_Aim of the task_. Write out the material exactly. Do not include the pictures.

_Material_.
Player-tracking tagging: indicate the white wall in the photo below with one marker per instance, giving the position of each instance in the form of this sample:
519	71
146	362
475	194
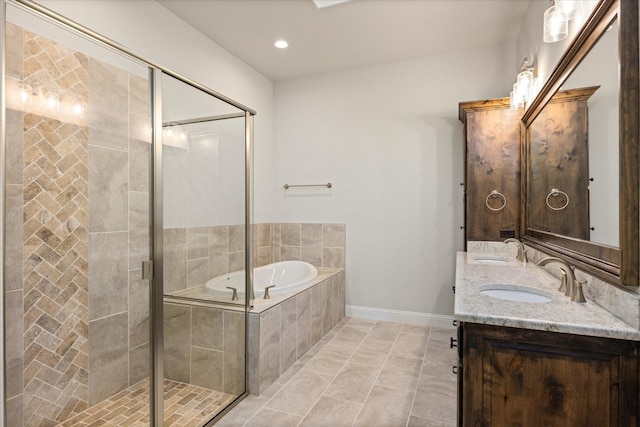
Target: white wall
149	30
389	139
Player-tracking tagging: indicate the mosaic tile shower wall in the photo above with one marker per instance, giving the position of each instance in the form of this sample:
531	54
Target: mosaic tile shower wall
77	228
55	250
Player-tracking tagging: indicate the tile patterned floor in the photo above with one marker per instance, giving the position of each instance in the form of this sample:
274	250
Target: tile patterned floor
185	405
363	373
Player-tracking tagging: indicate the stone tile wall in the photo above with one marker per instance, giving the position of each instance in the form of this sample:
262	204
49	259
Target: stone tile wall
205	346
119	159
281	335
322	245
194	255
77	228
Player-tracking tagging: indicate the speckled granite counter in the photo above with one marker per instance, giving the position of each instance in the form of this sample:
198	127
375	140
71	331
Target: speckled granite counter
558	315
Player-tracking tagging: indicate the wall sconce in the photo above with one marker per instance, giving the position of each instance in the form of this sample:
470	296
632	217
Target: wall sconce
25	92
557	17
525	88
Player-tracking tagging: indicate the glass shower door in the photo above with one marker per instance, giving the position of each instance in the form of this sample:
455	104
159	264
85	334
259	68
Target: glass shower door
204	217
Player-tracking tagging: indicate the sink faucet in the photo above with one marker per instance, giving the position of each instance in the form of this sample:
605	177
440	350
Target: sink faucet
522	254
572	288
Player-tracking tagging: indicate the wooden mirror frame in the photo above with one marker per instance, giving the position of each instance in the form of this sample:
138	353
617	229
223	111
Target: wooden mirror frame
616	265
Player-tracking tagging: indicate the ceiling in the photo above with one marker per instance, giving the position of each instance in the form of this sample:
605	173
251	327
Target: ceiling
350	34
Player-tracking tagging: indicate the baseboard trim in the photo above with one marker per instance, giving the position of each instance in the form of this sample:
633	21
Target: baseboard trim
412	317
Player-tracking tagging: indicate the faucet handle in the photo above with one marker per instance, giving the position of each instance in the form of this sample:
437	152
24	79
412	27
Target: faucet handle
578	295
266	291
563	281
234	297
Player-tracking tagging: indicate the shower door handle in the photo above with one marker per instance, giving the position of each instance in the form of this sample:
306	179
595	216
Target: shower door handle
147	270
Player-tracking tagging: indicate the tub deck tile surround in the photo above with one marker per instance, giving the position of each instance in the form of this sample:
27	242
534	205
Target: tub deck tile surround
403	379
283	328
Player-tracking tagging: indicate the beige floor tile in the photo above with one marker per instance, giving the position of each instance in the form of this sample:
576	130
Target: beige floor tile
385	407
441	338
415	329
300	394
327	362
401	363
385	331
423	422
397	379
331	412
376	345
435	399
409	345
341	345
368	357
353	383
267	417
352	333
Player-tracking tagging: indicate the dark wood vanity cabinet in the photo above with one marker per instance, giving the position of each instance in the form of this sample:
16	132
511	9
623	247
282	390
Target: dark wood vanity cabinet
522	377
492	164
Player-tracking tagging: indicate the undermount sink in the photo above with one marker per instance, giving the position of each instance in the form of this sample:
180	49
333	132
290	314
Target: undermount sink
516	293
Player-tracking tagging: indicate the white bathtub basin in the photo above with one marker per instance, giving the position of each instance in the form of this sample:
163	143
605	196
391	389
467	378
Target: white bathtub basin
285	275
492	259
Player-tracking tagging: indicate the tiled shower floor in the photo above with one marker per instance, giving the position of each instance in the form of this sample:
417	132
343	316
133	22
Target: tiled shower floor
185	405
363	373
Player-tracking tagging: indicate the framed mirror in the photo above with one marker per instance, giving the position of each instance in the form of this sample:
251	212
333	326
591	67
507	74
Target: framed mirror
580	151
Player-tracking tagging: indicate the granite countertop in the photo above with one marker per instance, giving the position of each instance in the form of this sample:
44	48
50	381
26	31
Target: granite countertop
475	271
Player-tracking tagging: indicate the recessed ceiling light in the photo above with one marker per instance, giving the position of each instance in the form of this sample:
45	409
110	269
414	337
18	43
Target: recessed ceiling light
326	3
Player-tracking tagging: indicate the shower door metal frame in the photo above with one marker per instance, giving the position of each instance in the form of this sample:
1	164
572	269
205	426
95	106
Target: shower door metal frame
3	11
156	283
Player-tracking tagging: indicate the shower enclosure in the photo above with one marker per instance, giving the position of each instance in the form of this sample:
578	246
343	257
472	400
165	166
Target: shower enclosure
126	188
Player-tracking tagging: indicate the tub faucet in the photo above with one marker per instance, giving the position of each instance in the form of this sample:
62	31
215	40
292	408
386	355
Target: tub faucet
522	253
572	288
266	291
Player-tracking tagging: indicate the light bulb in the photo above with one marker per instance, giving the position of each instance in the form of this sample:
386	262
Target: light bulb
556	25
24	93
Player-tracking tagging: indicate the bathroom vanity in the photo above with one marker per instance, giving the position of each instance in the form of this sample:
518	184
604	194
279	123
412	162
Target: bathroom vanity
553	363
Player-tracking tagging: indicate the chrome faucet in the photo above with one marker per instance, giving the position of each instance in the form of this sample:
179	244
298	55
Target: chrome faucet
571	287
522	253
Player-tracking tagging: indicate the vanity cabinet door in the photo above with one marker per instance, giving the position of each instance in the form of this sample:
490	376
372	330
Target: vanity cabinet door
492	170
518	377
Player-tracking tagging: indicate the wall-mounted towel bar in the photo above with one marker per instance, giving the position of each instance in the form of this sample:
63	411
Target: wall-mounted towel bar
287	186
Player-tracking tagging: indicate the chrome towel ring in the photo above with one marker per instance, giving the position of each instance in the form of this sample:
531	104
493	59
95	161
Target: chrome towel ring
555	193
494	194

_Problem solution_.
Player-tracking tagging: indicate the white wall in the photo below with one marker per instance, giving the position of each instance in the form of this sample:
519	71
146	362
475	194
Target: white wall
149	30
389	139
Player-tracking tagging: indicate the mosaic tile shower wall in the photo above with one marker per instance, giving the position of each instance in the form of this sample:
531	54
Target: mosaic tile shower wall
77	228
55	250
Player-tracking tagging: indicate the tile patterned floor in the photo above with one marker per instance, giving the position of each instance in the form of this sample:
274	250
Target: tile patterned floor
185	405
363	373
Player-tracking tagging: indicate the stone tile wall in the photo above with one marker per instance, giving the position of each instance in the form of this sample:
262	204
49	259
Target: stone tile wall
205	346
119	159
281	335
322	245
194	255
77	228
Player-tracking tagging: indicate the speckled granite counter in the photo above with one marker per instance, giving the position of each instance in the form of this sample:
198	127
375	140
71	331
Target: speckled granite counter
558	315
Player-tracking tagging: indicate the wall sconce in the photo above with one marker per instance, giving the position of each instance in the form of this sample:
470	296
632	217
Target: wall sconce
25	92
557	17
525	88
Player-tracking tagging: indicate the glass shower door in the photo above with one marker per instance, giving the position of each instance in the form of this sample:
455	104
159	264
85	334
259	68
Target: glass shower door
204	217
Player-tracking tagging: indicate the sink faucet in the photo above with one marker per instance, giving the position of each instance in the form of this sample:
605	177
440	350
Target: sink faucet
522	254
572	288
Player-tracking tagging: indicate the wooden mirror frame in the photo above with one marker per instance, giving the position of each instance in the form of this sample:
138	353
617	229
223	111
Target: wooden mirror frame
616	265
Player-tracking tagging: indicate the ceiling in the photo above with one marker per instance, giving the position of each instance in the form of this sample:
605	173
251	327
Target: ceiling
350	34
Player-tracking tagging: indicate the baseboard trim in the photo above with one marker per instance, giving the position of each instance in the form of this sample:
633	21
Target: baseboard trim
412	317
Player-tracking tagging: indicate the faucet handle in the photo above with one marker per instance, giving the position of each instance in the form of this sample:
437	152
24	79
412	27
Target: faucet handle
578	295
266	291
563	281
234	297
Player-tracking tagging: indicate the shower door handle in the photo above with one marker per instance, giving the position of each instance in the form of this sample:
306	179
595	216
Target: shower door handle
147	270
Player-tracking tagging: indicate the tub deck tile surround in the photo above with one marker per instance, giving the position of each instance in the form of this sample:
27	242
534	205
Target: tub deck tile surround
403	379
283	328
Player-tracking tagging: indicate the beige floor tile in the photo above with one marker per instance, giving the position of each instance in the form of this sample:
576	130
Target: beige floor tile
385	407
441	338
415	329
300	394
327	362
401	363
385	331
423	422
397	379
331	412
376	345
435	399
409	345
341	345
368	357
353	383
267	417
352	333
Player-tracking tagging: indicate the dark wood vanity cabinet in the photo above with one marker per instance, giving the position of each instance in the form of this sample:
16	132
511	9
623	247
282	390
Target: dark wood vanity cabinet
522	377
492	164
Player-tracking tagging: indicate the undermount sink in the photo above with one marker per instance, giving the position of each instance in the form of this sample:
180	49
333	132
290	314
Target: undermount sink
516	293
Player-tracking tagging: indicate the white bathtub basin in the photo above with one marker per instance, giving the position of each instance in the form of this sample:
163	143
605	196
391	389
467	378
Target: white bathtub basin
285	275
492	259
Player-tracking tagging: indicate the tiled shower floor in the photo above with one marker per instance, giving the position of each instance in the form of this sample:
417	132
343	316
133	22
Target: tiled shower floor
185	405
363	373
Player-tracking tagging: indicate the framed mirror in the photo above with one marker per instance, giving the position of each instance in the form of this sample:
251	212
333	326
591	67
507	74
Target: framed mirror
580	151
Player-tracking tagging: indicate the granite countertop in the photo above with one marker per instance, giving the position of each instance in the form of this sample:
44	48
50	381
26	31
Target: granite countertop
475	271
Player-tracking tagging: indicate the recessed ceiling light in the photo above with one marker per instance, giving the position of each instance in the form of this sample:
45	409
110	269
414	337
18	43
Target: recessed ceiling light
326	3
Player-tracking tagging: indicate the shower door metal frame in the photo above with one marker per instance, giving the position of each instance in the form of this sample:
1	164
572	269
205	426
95	106
Target: shower door metal frame
3	11
156	283
Player-tracking tagging: indicate the shower enclosure in the photo above with one marker per instance, giving the position of each instance in the form of this sample:
578	246
343	257
472	400
165	166
Target: shower enclosure
126	188
Player-tracking tagging: indicate the tub faucet in the photo above with one marker per instance, giving the position of each instance in the form of this sample:
62	31
215	40
292	408
386	355
Target: tub faucet
522	253
572	288
266	291
Player-tracking tagging: indicate the light bulb in the photo above with one marker per instance, giving the position of each instance in the form of this sample:
386	262
Target: light bulb
556	25
24	93
Player-tracking tagging: indicate the bathroom vanity in the photo above with one marker per instance, giving the position of each instance in the form of this sample:
518	184
604	194
279	123
412	162
Target: bathroom vanity
553	363
Player-tracking tagging: indicate the chrome faucet in the photo above with one marker per instance, giving the position of each instance in the form of this sample:
179	244
298	55
Target: chrome faucet
571	287
522	253
Player-tracking tagging: indicate the vanity cabinet door in the photo above with one marker per instance, giving the position of each instance in the form of this sample:
490	376
372	330
Target: vanity cabinet door
492	170
518	377
Player-tracking tagging: indicate the wall-mounted towel bar in the photo above with one marker per instance, giving the position of each instance in the form of this sample:
63	411
Target: wall-mounted towel bar
287	186
Player-tracking tagging: indicate the chrome towel ring in the photo above with one marker per instance, giving the position of each instance in the form of this sample:
531	104
493	59
95	161
Target: chrome towel ring
555	193
494	194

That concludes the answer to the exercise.